» **PROBLEMS**
• a. Edit the memoir passage about India. Reproduce it starting at "In the early" and ending at "for the course.", with "seldom" changed to "rarely".
• b. Pick up the memoir passage about India after its final sentence and carry it forward.
— START OF EXCERPT —
Chapter 2. The Divine Mystery: ‘Not this, Not that’
Almost as soon as I had finished studying theology at Cambridge, I was on my way to India. I did not stop to collect my degree in person. Instead, I wanted to reach Tambaram in time to start the summer term and my year at Madras Christian College. There, thanks to a World Council of Churches’ scholarship, I had the opportunity in an unstructured way to learn about Hinduism and Indian philosophy.
In the early sixties, world religions were not taught in schools and, apart from Oriental studies, they were seldom taught at universities. In Cambridge, Dr A C Bouquet, an Anglican priest and pioneer student of ‘comparative religion’, offered a course, but it was time-tabled for 5:00 p.m. in the summer term, just before the main examinations, and I was not surprised that only four other students had enrolled for the course.
Time spent in North Africa during my National Service and a visit to Israel sparked an interest in Islam and Judaism. The fascination with world religions was stimulated by preparatory reading for a conference arranged for young people who saw themselves as potential missionaries. Each of the speakers was keen to search, below superficial differences, for the deeper meeting points of religions. They included Kenneth Cragg, a sympathetic and very knowledgeable writer on Islam, George Appleton, who had worked in Burma for many years where he developed a love and respect for Buddhism and who was later to be Anglican Archbishop in Jerusalem, and Dr Basu, a Hindu scholar at Durham University, who spoke about two creative twentieth century thinkers, Aurobindo and Teilhard de Chardin.
It is hard now, forty years later, to remember the impact of the first weeks in India. Certainly I recall the humidity and the delight in the cool stillness of the early morning. I had to adjust to the food and to the way of life in an Indian student hostel --although almost at once I was taken out to buy a bed as it was assumed that unlike my fellow students a ‘white man’ could not sleep on the floor!
But perhaps intellectually the first surprise was that the reality of God was taken for granted. I am not just thinking of the images of divine beings that are omnipresent, but the philosophic acceptance of spiritual knowledge. Horst Georg Pöhlmann, writing of his first visit to India in 1989, says, "Religion is practiced as a matter of course; people pay brief visits to the temple between their shopping. . . Everyone in the street can see through the open temple door the sacred fire which burns in the dark sanctuary of the temple before the image of God. . . There is no distinction between the sacred and the profane, between religion and everyday, as with us. Here God really is a God of the everyday. Religion is something natural. . . It is an innermost need. . . There is no secularization. Everyone is religious. Among the Hindus every house, every shop, every rickshaw has the picture of a deity."
— END OF EXCERPT —
— START OF RAW DATA —
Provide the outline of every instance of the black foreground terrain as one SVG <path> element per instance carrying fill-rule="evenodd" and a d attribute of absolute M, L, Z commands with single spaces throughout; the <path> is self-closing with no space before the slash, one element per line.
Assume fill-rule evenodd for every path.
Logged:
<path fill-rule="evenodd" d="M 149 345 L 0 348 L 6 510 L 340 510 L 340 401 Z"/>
— END OF RAW DATA —
» **IN RESPONSE**
• a.
In the early sixties, world religions were not taught in schools and, apart from Oriental studies, they were rarely taught at universities. In Cambridge, Dr A C Bouquet, an Anglican priest and pioneer student of ‘comparative religion’, offered a course, but it was time-tabled for 5:00 p.m. in the summer term, just before the main examinations, and I was not surprised that only four other students had enrolled for the course.

• b.
The situation in the sixties was more ambiguous. Recently Indian religious communities have affirmed their identity --often over against other groups -- by building new temples or restoring old ones. In the sixties the humanism and socialism of Pandit Nehru was still influential and perhaps the majority of students at Madras Christian College, except for the committed Christians, put their trust in Western values rather than traditional religious beliefs, although this was probably not true of students at the Hindu Vivekananda College, where I attended some lectures. In the West too, many people assumed the role of religion would continue to decline in the modern world.
1963 saw the publication of John Robinson’s Honest to God, of which I first heard in a one paragraph report in an Indian newspaper, and of Paul van Buren’s The Secular Meaning of the Gospel. Both writers acknowledged their debt to Dietrich Bonhoeffer, who was put to death by the Nazis. In his letters from prison he wrote of the world ‘coming of age’. By this he meant that people no longer believed in a transcendent realm and did not require God as an explanation of what happened in the world. ‘Honesty demands’, wrote Bonhoeffer, ‘that we recognize that we live in the world as if there were no God.’ ‘People feel that they can get along perfectly well without religion,’ said John Robinson and added that ‘Bonhoeffer’s answer was to say that God is deliberately calling us in this twentieth century to a form of Christianity that does not depend upon the premise of religion’.
At the same time, there was growing interest in Rudolf Bultmann’s call to ‘demythologize’ the Gospel. He claimed that whereas New Testament writers assumed divine intervention in history, such a belief was unintelligible to modern man and that the entire conception of a supernatural order which invades and perforates this one must be abandoned. It was argued that in a secular age people no longer believed in divine intervention or activity. For example, miracles could be given a ‘scientific’ explanation and few people spoke of natural disasters as ‘the judgement of God’. ‘But if so’, asked Robinson, ‘what do we mean by God, by revelation, and what becomes of Christianity?’ These ideas stimulated what became known as ‘Death of God’ theology. It was claimed that the idea of a transcendent God was outmoded, although writers differed on whether the image of God had to go or whether there was no God of whom to speak.
At the same time the questioning of the language and indeed of the reality of God was central to the study of religious philosophy in most British universities. Religious Language was under scrutiny from a school of philosophy known as ‘Linguistic Analysis’. In part, this was an attempt to answer the accusation of A. J. Ayer, a leading Logical Empiricist, that religious and theological expressions are without literal significance because there is no way in which they can be verified or falsified. Religious language, Ayer claimed, is entirely emotive and lacks all cognitive value. Linguistic analysts examined the way in which religious statements are actually used. They appear to make factual claims, for example, that after the Resurrection Jesus ascended into heaven, whereas this may be a coded way of expressing the hope that ‘Love is the strongest power in the universe.’ Religious belief was regarded as only an expression of intent to act in a certain ethical way. Religion was about how to behave and not about how to relate to a Divine Reality.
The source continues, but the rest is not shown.